▶ **課題内容**
医業承継と金融機関についての本文を、最後の文の続きから書き継いでください。

医業承継に関わる金融機関を確保する
地方の公立病院が累積赤字を積み重ねた結果、救急指定から診療所に格下げされた、などという報道を耳にするようになってきました。財政的にも安定していたはずの有床病院が、なぜ、こうした状況になっているのでしょうか?実は、一見関係ないような開業医の承継問題と、公立病院の規模縮小や廃止は非常に似通っている、と考えられるのです。今回は、いかに金融機関との結びつきを強めるか、をテーマとしていきます。
承継の際に必要な設備投資の算定
開業医の承継は「親族承継」と「第三者承継」に分けて考えることができますが、金融機関からの借り入れについては、両方とも区別せずに論じていきます。まず、現院長が息子に医業を承継する、あるいは第三者に医業を承継していくことを前提に進めます。
この際に、まず考えなければならないのは担保です。現院長から次期院長へ経営方針が固まった段階で、金融機関としては医業の方向性の確認が必要になってきます。ところが、独立行政法人福祉医療機構が多くの病院の融資を行っていたため、実際のところ一部の信用金庫などでなければ、医療法人の決算書の内容が分からない、といった状況が続いてきました。逆にいえば、承継というイベントが来た時に、金融機関は初めて次期院長に対面し、融資状況や現在の担保などを確認できる状況に至るわけです。

▶ **データ一覧**
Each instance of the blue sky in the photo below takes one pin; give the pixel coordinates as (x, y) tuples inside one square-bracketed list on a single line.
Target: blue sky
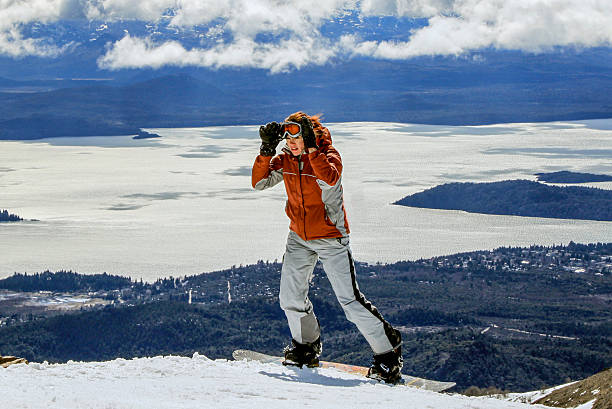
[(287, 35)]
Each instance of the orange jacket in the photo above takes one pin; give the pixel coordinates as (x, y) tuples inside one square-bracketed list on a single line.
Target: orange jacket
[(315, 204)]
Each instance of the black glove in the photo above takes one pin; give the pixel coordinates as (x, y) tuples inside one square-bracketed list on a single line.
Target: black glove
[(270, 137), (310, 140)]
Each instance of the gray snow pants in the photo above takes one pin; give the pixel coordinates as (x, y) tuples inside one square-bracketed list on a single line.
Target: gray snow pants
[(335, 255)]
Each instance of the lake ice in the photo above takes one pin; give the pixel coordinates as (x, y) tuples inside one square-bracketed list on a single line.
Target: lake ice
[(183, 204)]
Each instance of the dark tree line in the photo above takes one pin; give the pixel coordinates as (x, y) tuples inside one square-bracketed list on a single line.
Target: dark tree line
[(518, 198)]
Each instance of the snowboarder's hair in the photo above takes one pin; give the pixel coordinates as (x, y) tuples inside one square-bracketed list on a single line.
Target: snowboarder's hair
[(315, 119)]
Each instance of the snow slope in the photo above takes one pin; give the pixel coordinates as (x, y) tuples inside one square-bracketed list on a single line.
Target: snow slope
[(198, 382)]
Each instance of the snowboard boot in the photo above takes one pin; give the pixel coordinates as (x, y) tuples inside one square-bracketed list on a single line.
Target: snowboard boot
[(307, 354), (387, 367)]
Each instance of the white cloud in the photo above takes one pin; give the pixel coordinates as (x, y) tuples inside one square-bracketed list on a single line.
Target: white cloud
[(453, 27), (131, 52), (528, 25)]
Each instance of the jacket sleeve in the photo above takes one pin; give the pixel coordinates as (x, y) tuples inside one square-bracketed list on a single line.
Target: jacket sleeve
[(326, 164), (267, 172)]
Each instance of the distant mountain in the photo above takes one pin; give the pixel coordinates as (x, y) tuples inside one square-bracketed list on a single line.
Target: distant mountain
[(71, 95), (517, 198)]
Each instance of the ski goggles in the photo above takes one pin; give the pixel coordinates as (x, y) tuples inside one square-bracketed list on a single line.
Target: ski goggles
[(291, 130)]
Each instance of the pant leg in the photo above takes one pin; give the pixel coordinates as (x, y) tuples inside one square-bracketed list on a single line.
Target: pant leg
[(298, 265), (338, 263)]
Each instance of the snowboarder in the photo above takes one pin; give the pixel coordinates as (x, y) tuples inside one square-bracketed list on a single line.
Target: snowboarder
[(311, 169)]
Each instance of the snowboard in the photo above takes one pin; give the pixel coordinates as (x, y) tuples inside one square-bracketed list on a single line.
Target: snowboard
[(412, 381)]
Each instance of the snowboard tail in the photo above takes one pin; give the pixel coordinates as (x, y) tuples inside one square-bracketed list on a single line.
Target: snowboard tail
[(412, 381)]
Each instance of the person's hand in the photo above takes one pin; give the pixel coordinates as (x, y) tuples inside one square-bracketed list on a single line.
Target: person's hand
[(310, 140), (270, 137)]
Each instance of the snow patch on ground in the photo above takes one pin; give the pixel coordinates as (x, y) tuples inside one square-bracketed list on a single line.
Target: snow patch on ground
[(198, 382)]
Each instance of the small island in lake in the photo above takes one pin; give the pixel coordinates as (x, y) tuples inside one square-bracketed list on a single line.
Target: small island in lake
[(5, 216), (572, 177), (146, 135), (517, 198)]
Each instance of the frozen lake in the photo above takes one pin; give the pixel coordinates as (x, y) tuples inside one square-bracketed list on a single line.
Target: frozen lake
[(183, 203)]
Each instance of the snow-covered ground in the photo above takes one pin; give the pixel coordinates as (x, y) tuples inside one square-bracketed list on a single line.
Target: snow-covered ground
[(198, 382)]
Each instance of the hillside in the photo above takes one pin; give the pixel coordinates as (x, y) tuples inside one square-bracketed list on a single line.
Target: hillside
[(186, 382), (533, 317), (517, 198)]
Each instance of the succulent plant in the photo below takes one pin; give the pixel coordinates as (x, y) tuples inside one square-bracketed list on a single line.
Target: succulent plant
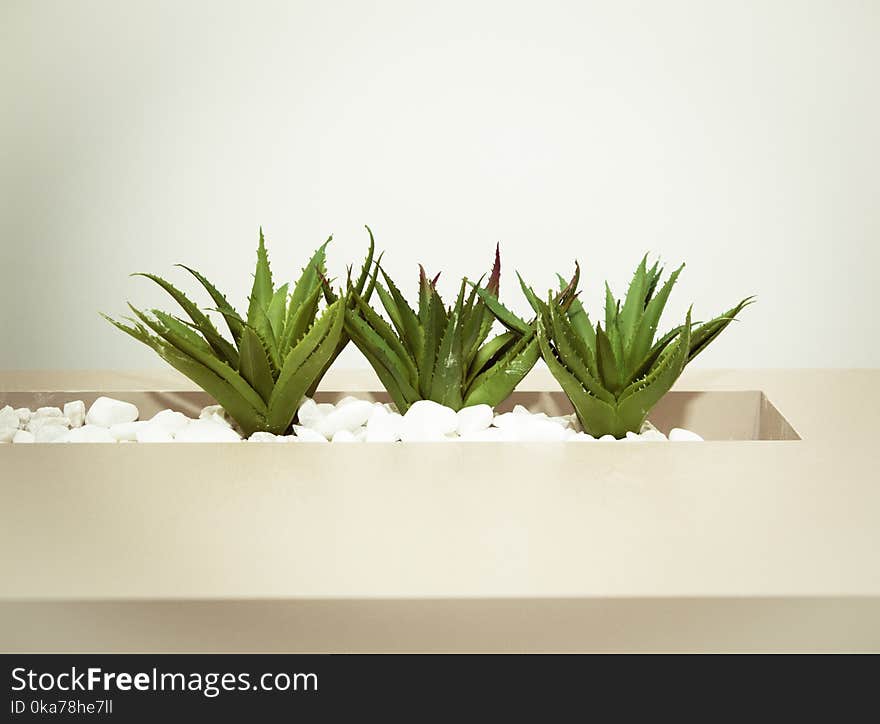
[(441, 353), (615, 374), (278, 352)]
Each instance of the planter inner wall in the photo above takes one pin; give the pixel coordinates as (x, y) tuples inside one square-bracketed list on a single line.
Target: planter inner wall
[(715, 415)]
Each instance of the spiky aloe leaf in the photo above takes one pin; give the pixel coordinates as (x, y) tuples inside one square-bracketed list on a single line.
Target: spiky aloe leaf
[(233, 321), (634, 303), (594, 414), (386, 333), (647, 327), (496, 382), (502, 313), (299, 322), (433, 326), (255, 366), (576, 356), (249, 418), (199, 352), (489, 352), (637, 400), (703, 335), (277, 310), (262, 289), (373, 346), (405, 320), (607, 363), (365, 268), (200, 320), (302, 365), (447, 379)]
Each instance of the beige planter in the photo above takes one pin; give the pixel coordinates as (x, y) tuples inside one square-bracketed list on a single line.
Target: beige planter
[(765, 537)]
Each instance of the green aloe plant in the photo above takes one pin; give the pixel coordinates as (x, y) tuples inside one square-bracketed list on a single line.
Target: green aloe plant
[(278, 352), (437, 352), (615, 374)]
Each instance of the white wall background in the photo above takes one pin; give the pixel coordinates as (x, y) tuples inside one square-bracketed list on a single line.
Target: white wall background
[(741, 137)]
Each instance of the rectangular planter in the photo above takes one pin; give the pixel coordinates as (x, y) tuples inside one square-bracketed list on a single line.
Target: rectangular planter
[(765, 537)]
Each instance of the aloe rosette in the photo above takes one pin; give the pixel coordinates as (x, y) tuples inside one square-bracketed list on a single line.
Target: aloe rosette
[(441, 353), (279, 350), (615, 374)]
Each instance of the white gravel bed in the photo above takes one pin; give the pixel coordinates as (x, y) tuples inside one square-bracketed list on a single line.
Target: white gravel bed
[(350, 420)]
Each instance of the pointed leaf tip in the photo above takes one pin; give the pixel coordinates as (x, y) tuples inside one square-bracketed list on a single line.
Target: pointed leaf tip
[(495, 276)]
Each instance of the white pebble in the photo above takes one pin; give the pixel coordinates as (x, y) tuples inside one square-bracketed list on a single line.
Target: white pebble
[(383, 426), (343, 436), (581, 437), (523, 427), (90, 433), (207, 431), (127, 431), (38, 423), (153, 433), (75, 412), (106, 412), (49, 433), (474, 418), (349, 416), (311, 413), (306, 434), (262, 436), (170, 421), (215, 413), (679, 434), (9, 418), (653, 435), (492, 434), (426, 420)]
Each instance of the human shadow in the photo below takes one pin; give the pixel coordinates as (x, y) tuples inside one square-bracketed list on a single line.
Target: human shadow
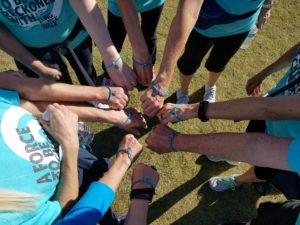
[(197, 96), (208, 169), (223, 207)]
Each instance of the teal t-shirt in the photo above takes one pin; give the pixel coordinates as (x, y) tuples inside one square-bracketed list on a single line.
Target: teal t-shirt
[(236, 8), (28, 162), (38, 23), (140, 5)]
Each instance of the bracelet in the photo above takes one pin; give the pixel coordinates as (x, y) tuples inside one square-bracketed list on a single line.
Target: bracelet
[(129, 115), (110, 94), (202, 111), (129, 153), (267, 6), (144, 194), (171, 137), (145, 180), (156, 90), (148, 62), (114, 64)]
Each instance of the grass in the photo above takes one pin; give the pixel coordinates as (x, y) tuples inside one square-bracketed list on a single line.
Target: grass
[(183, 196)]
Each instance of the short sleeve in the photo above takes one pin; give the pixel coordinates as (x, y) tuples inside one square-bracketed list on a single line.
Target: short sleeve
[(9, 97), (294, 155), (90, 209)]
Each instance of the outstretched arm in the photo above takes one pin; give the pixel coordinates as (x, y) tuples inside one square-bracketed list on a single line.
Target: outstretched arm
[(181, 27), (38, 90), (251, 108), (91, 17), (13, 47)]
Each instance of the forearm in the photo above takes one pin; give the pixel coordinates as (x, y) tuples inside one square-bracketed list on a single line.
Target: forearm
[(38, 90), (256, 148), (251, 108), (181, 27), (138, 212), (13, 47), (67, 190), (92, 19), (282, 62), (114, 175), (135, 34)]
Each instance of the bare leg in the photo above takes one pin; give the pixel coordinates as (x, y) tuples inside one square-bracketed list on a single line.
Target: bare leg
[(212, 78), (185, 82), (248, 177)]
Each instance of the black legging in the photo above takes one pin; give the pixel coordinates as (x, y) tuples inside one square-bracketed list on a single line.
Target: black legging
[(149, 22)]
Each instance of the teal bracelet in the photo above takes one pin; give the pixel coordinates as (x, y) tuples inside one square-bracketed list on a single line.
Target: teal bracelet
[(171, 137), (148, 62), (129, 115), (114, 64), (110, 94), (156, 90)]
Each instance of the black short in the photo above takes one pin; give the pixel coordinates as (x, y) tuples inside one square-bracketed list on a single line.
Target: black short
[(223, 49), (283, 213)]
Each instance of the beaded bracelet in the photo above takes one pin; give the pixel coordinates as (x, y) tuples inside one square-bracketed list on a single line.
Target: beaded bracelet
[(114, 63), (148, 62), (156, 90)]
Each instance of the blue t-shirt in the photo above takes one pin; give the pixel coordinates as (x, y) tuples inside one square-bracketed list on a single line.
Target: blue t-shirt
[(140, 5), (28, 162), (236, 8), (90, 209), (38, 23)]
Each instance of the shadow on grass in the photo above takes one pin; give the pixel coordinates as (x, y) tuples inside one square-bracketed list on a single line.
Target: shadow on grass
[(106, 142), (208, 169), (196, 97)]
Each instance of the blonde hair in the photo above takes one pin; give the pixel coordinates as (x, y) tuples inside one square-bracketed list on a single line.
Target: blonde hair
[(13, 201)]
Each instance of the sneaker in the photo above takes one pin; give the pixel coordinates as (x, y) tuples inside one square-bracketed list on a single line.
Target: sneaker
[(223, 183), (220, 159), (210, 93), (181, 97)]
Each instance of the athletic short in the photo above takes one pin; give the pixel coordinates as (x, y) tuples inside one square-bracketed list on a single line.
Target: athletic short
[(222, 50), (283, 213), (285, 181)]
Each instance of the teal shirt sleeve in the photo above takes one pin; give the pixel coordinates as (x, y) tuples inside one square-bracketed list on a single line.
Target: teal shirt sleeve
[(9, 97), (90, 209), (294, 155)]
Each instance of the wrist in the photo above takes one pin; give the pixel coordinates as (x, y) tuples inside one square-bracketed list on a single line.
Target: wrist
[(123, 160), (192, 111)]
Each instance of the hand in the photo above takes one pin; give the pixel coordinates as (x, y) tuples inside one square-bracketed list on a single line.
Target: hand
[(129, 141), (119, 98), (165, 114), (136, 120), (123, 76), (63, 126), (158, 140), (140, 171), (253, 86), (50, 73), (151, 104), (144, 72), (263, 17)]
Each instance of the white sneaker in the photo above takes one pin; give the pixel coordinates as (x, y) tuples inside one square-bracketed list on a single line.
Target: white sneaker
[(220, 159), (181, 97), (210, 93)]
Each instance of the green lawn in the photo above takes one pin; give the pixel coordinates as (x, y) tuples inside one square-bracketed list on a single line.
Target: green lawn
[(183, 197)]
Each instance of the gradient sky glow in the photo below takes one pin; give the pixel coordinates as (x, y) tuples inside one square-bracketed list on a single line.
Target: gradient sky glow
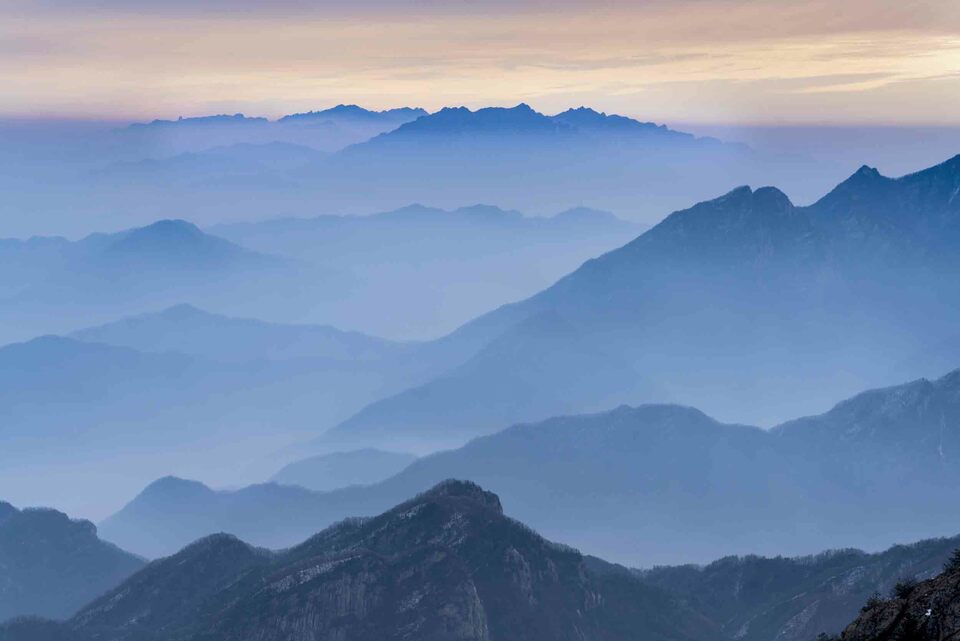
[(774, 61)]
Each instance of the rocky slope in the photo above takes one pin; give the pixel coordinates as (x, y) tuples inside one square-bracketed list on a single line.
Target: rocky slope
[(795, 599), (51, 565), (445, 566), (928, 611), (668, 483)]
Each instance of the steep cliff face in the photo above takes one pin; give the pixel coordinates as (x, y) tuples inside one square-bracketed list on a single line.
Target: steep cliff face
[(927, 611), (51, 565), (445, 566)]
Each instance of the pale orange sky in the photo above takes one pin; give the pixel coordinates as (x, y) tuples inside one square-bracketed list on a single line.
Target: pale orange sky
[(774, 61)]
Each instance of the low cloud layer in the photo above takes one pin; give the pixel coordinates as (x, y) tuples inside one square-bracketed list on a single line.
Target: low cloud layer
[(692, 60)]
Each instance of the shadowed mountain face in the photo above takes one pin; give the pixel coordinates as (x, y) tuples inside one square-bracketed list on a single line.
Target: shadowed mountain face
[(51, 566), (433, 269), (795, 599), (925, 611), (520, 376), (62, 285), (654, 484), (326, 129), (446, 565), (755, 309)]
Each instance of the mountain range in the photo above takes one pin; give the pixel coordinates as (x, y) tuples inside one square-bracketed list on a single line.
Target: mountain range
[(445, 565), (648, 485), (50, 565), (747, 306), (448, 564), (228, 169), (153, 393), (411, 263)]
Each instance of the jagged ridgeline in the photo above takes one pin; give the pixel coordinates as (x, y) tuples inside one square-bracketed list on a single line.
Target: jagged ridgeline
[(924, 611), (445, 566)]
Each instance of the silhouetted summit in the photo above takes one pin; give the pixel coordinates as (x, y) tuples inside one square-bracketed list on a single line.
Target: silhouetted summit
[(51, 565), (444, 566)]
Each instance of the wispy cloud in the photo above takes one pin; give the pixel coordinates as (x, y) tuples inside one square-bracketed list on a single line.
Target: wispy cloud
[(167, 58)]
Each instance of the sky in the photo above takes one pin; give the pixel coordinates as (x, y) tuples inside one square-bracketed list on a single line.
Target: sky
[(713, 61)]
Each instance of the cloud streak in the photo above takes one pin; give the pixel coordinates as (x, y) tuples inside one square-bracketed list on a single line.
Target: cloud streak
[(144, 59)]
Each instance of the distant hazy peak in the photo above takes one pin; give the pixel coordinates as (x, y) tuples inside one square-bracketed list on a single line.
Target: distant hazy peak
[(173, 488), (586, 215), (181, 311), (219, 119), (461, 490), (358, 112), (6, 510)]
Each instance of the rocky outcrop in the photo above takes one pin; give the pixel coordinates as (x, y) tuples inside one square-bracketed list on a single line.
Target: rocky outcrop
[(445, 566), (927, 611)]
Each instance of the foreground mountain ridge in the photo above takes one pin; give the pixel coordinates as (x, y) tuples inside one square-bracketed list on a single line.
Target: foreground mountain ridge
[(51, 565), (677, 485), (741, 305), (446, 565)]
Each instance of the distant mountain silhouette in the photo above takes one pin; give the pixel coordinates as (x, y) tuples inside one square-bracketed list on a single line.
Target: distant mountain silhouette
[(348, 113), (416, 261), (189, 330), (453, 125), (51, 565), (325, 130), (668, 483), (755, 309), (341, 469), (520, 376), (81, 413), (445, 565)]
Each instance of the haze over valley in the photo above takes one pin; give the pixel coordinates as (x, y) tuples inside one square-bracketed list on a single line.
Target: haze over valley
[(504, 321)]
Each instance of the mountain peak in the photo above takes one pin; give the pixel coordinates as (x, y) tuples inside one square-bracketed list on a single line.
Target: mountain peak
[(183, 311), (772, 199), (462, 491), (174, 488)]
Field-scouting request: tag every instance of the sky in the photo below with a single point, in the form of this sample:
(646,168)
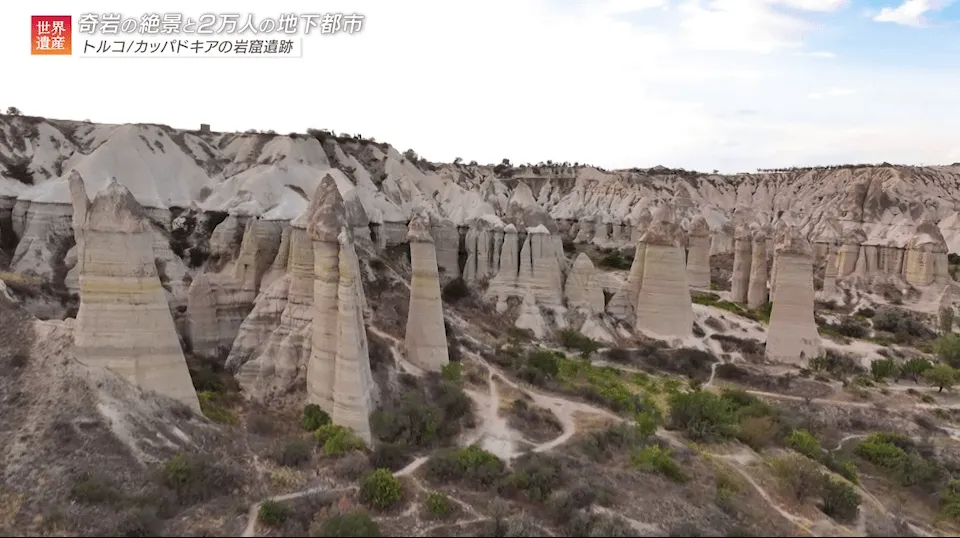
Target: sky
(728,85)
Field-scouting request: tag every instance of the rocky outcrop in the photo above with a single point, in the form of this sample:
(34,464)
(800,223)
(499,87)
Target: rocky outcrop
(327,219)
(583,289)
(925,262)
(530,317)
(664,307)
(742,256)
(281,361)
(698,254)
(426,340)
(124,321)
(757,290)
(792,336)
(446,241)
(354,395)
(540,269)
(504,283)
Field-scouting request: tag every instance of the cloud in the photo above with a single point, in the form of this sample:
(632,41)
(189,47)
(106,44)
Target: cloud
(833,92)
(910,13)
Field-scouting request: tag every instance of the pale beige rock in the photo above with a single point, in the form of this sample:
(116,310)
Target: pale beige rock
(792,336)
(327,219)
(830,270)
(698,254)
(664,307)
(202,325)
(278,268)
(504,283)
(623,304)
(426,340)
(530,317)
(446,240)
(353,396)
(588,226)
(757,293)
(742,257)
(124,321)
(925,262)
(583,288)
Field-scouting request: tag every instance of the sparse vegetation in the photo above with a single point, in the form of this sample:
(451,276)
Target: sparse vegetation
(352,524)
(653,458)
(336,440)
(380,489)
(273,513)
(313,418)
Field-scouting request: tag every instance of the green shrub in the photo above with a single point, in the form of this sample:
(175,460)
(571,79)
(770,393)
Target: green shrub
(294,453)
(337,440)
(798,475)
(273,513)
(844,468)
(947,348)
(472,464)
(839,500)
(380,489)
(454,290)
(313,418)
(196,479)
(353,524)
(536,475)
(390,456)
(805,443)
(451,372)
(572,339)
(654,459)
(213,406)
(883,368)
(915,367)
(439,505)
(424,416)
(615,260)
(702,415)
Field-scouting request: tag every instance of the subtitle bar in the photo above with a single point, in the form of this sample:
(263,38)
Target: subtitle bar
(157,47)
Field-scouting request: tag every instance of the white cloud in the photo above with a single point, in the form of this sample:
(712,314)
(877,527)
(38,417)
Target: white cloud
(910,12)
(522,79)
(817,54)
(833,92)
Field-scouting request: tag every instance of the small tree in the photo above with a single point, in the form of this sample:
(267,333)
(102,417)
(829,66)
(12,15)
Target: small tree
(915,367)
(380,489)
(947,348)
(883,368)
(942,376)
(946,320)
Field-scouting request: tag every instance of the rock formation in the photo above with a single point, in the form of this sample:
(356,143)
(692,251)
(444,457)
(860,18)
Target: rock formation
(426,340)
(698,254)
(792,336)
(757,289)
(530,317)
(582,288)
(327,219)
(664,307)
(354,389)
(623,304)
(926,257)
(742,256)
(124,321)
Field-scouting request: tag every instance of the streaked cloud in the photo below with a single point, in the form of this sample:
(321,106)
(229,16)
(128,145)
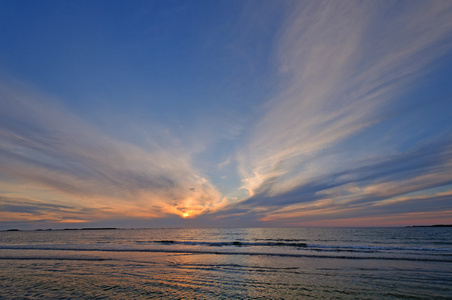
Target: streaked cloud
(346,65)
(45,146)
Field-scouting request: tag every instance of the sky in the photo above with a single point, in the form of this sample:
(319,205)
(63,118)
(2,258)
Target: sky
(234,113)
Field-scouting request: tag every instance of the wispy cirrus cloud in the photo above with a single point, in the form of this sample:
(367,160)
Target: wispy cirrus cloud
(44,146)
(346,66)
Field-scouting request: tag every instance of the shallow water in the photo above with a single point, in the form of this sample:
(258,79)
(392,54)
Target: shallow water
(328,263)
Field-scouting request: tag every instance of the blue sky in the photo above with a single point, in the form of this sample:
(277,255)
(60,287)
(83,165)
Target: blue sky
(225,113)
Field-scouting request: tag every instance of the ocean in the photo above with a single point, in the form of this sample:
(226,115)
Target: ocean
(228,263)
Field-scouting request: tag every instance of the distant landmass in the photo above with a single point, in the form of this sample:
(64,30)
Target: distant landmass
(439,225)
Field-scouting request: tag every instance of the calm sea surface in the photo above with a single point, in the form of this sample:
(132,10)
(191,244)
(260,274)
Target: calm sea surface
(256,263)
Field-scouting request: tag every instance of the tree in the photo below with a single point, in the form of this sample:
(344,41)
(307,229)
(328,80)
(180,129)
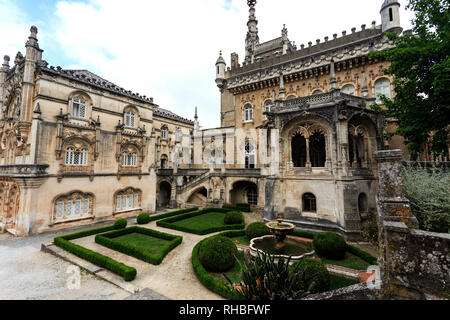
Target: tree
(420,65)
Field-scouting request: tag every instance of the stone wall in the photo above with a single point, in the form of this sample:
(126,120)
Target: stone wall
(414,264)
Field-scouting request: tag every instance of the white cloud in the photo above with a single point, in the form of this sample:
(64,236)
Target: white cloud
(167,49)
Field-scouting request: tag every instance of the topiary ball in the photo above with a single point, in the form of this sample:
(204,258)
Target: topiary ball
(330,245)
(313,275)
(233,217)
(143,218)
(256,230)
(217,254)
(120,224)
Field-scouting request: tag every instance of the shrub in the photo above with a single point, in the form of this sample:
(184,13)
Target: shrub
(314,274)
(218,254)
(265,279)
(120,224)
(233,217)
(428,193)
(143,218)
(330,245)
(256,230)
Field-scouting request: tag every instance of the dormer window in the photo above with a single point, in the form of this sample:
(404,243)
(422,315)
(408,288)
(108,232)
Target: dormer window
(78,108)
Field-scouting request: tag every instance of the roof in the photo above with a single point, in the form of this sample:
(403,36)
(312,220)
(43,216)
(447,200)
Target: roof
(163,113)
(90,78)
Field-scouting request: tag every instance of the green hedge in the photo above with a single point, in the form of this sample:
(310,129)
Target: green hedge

▶ **出力内容**
つまり、承継は金融機関が一般企業へ融資する状況と同様の「タイミング」というわけですから、積極的に設備投資の有効性を金融担当者に訴求するチャンスでもあるわけです。承継の際、次期院長は自ら「何が新たに必要か」を自ら査定する必要があります。(設備投資企業のファイナンスの誘いもあり得ますので、よく状況を把握しましょう)
資金借入をどこから行うか
資金調達には、前出の独立行政法人福祉医療機構からの借り入れが必要ですが、これは5年から10年という融資期限があるものから、長期のものまで広く存在します。この場合は資金計画は項目ごと(施設、機器、発電機など)細部に渡ります。
そのほかには、代表的なものとしてABS証券、プロジェクトファイナンスなどを上げておきましょう。プロジェクトファイナンスは開業医の中でも規模の大きい総合病院などの場合に使われる手法ですが、査定が厳しい分、その将来性が評価されることになります。ABS証券などは、銀行融資と違い「診療報酬」といういわゆる『日銭』を担保として抑えるもの。
こうした日銭を債券として集めたものが商品となり、ABS証券などになるのです。本来流動資産を担保にすることは、銀行などではできませんが、月別の経営状況によって短期融資が可能になるのが、流動化融資商品の特徴です。
借り入れ年数と上限は
病院の開業資金は別として、承継に関わる資金は金融機関ではなかなか公開しないものです。そもそも承継が短期融資なのか、あるいは病棟増築や耐震工事などの長期融資になるかは、ケースバイケースです。ただ、借り入れ年数は多くが10年を目安にする人が多く、7年程度で黒字に変わらなければ、経営的には難しいといえます。
上限の根拠はいろいろですが、出資金は少なくとも2か月分の収入とざっくり考えて、年商(診療報酬利益)の6倍程度を上限と考えるケースがあります。6倍の意味は金利分相当で、10年以内に完済できるという意味ですが、ここで重要なのは、10年が承継というイベントに関係する融資期間、という考え方でしょう。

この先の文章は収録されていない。